[Start of Attachment]

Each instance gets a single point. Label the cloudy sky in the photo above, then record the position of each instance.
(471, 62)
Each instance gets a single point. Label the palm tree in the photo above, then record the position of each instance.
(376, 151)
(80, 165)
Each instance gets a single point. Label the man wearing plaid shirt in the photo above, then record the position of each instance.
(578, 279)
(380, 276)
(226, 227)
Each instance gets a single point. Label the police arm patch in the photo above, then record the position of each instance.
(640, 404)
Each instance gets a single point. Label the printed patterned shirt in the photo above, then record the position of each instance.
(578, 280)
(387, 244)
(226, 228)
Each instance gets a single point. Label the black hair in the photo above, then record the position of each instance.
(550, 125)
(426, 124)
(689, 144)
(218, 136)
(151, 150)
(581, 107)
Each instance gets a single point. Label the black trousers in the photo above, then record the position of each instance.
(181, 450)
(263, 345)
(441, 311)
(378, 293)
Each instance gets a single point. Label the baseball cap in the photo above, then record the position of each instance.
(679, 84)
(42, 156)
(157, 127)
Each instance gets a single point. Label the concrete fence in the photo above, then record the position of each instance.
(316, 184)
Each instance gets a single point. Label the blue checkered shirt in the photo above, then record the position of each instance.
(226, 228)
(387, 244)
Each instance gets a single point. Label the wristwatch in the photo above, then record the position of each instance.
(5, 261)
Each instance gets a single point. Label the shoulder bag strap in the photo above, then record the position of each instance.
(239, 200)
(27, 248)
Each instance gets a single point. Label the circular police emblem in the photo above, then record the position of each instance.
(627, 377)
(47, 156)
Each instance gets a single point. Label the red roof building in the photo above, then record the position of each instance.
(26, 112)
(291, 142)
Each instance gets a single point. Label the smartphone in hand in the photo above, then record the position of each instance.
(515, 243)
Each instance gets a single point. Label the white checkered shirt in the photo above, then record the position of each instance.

[End of Attachment]

• INSTRUCTIONS TO FOLLOW:
Using the listing above, write every line out again exactly.

• EXPECTED OUTPUT:
Each instance gets a single point. Label the cloudy sky in the photo above, then record the position of each instance.
(471, 62)
Each instance gets a single point. Label the palm tree in the photo above, then record the position of each instance.
(376, 151)
(80, 165)
Each instance gets a single point. Label the man wearing plaid shirt in the photo above, then record the position of each instance.
(578, 279)
(380, 276)
(226, 227)
Each instance gets a single point. Label the police arm patch in the photo above, then record the position of each instance.
(640, 404)
Each instance gets a single point. Label the printed patterned shirt in the photo above, then record the position of each instance.
(578, 280)
(387, 244)
(226, 228)
Each instance gets a single point. Label the black hair in the photo above, then record the position of each instance.
(550, 125)
(426, 124)
(689, 144)
(218, 136)
(151, 150)
(581, 107)
Each instance gets a single point. Label the black trousers in the photo above, then record the position of each instance.
(181, 450)
(263, 345)
(441, 311)
(378, 293)
Each instance gets a single point. Label the baseball cap in the photo above, then record the position of each instance.
(679, 84)
(42, 156)
(157, 127)
Each instance gets a single point. Label the concrete fence in the photo above, then record the position of each instance.
(316, 184)
Each instance gets a single point. Label the blue checkered shirt in the photo above, then record the position of each instance.
(226, 228)
(387, 244)
Each instance gets a single point. Label the wristwatch in the photo above, then record the position of each instance.
(5, 261)
Each instance gets a single point. Label the shoulder bag strap in the photo above, then record the position of each instance.
(239, 200)
(27, 248)
Each instance gets a single point. Label the circular police emblem in the photo above, then record the position of each instance.
(627, 377)
(47, 156)
Each instance gets a single point. Label the red roof building in the photo above, then record the position of each instance.
(26, 112)
(291, 142)
Each instance gets a single point. Label the smartphone in hand in the photo above, then record the position of each instance.
(515, 243)
Each instance gets a single point. Label the white checkered shirt in the photo above, then record the position of each instance.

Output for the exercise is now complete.